## Zu lösende Aufgaben
[a] Beantworten Sie zum Text über die Steuerreform die folgenden Fragen.
(i) Wann wird laut dem Experten spätestens wieder eine neue Steuerreform nötig, wenn die Tarifstufen nicht indexiert werden?
(ii) Welche Steuervergünstigung nennt Keuschnigg als Beispiel für eine, die beseitigt werden könnte?
(iii) Um wie viel Prozent könnten die Steuersätze gesenkt werden, wenn die Begünstigung für das 13. und 14. Gehalt wegfiele?
[b] Greifen Sie den Text über die Steuerreform nach seinem letzten Satz auf und schreiben Sie ihn weiter.

## Auszug der Seite
>>>

Dem könnte ein Ende gesetzt werden, indem die Tarifstufen an die jährliche Steigerung angepasst, also indexiert, werden, sagt Keuschnigg: „Mit dieser Maßnahme würden die Arbeitnehmer nur dann in eine höhere Progressionsstufe rutschen, wenn ihr persönlicher Lohnzuwachs höher als im Durchschnitt der Bevölkerung ist. Geschieht dies nicht, wird es in spätestens vier Jahren wieder eine neue Steuerreform brauchen“, fürchtet der Experte. Bis dahin hätte die kalte Progression nämlich die nun beschlossene Entlastung wieder aufgefressen.
Am meisten vermisst der Ökonom aber Maßnahmen zur langfristigen Reduktion der Steuersätze. Dafür müsse die Regierung einerseits den Spielraum auf der Ausgabenseite schaffen. Möglichkeiten sieht Keuschnigg aber auch in der Beseitigung von Steuervergünstigungen, wie etwa der Pendlerpauschale. Ihm zufolge wäre es zudem sinnvoll, das 13. und 14. Gehalt so zu besteuern, „wie alle anderen Monatsgehälter auch“. Die Bürger hätten weiterhin ihr Urlaubs- und Weihnachtsgeld. Durch den Wegfall der Begünstigung aber könnten die Steuersätze ohne großen Aufwand zwischen vier und sechs Prozent weiter gesenkt werden.

<<<

## Auszug aus Datensatz
>>>

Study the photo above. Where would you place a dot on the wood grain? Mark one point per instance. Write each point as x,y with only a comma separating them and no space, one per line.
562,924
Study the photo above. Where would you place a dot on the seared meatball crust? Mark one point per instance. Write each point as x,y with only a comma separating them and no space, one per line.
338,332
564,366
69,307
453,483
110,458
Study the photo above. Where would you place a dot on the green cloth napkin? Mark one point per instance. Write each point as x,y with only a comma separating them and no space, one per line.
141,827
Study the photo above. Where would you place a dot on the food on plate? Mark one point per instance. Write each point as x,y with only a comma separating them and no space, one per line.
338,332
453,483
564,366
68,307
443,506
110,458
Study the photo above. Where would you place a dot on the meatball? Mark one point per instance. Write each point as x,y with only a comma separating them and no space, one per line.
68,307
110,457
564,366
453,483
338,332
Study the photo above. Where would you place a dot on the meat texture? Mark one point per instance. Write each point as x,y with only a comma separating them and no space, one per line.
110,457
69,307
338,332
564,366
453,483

<<<
>>>

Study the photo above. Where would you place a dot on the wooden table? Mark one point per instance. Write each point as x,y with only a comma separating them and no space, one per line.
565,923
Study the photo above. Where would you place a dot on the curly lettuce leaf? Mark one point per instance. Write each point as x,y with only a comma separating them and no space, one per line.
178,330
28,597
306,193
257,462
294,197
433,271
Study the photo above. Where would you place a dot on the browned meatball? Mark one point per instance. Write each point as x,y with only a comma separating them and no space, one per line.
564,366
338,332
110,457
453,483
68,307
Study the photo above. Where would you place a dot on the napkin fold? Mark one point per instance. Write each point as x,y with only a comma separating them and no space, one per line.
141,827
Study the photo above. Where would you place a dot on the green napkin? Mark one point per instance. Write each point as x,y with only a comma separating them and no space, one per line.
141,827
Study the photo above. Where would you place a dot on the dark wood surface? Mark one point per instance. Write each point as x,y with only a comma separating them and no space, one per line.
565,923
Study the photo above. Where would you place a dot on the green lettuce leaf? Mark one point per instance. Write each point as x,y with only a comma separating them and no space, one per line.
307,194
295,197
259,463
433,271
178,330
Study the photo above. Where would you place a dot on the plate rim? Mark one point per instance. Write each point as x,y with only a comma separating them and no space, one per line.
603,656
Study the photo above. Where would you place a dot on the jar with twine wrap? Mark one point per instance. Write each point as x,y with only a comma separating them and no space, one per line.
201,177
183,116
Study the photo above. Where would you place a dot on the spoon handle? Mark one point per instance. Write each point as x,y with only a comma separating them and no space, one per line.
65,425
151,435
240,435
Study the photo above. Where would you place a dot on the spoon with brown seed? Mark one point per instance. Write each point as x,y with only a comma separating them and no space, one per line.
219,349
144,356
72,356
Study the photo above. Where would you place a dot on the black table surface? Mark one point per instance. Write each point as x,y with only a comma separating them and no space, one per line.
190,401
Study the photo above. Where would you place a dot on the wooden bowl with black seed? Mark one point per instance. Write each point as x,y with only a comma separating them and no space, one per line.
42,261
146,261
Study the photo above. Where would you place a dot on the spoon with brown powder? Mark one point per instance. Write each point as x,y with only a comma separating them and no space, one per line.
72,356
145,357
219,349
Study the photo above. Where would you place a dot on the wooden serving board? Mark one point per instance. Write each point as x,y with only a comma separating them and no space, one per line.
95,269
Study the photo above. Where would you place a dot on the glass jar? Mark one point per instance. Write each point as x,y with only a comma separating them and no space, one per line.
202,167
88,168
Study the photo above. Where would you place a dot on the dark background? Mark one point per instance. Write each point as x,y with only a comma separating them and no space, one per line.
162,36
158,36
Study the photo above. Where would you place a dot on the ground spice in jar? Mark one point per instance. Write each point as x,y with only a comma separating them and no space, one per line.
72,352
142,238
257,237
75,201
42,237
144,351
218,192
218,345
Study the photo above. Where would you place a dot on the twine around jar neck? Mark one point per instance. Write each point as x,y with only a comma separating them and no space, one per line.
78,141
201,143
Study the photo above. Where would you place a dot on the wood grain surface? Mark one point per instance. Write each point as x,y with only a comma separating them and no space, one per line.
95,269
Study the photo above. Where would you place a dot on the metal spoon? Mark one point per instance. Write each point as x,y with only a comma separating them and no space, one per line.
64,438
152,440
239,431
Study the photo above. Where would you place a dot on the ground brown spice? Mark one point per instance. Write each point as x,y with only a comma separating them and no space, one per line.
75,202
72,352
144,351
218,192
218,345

<<<

## Die Lösungen
[a]
(i) In spätestens vier Jahren.
(ii) Die Pendlerpauschale.
(iii) Um zwischen vier und sechs Prozent.

[b]
Das für Keuschnigg dritte große Thema betrifft
die Mehrwertsteuerbegünstigungen. Hier müsse aufgeräumt werden. Einige Sätze etwa für Saatgut und Museumskarten werden im Zuge der Steuerreform zwar von aktuell zehn auf 13 Prozent angehoben. Ginge es nach Keuschnigg, sollte die 20-prozentige Mehrwertsteuer aber „möglichst ohne Ausnahme auf alles“ angewendet werden: „Die reduzierten Sätze für Güter des täglichen Bedarfs sollen ärmere Haushalte entlasten. Aber dieselben Güter werden auch von Haushalten mit höheren Einkommen nachgefragt, die diese Förderung absolut nicht brauchen.“ Die höheren Einnahmen, die sich durch den Wegfall der Begünstigungen ergeben würden, könnten somit gezielter zur Entlastung der unteren Einkommensgruppen verwendet werden, glaubt Keuschnigg. Im Steuerreformkonzept hat die Regierung zwar angekündigt, Niedrigverdienern einen Teil ihrer Sozialversicherung – bis zu 400 Euro – über eine Negativsteuer zurückzuerstatten. Dieser Betrag könnte mit dem Wegfall von Steuerbegünstigungen laut dem Experten erhöht werden.
Bei den Mehrwertsteuerbegünstigungen muss aufgeräumt werden.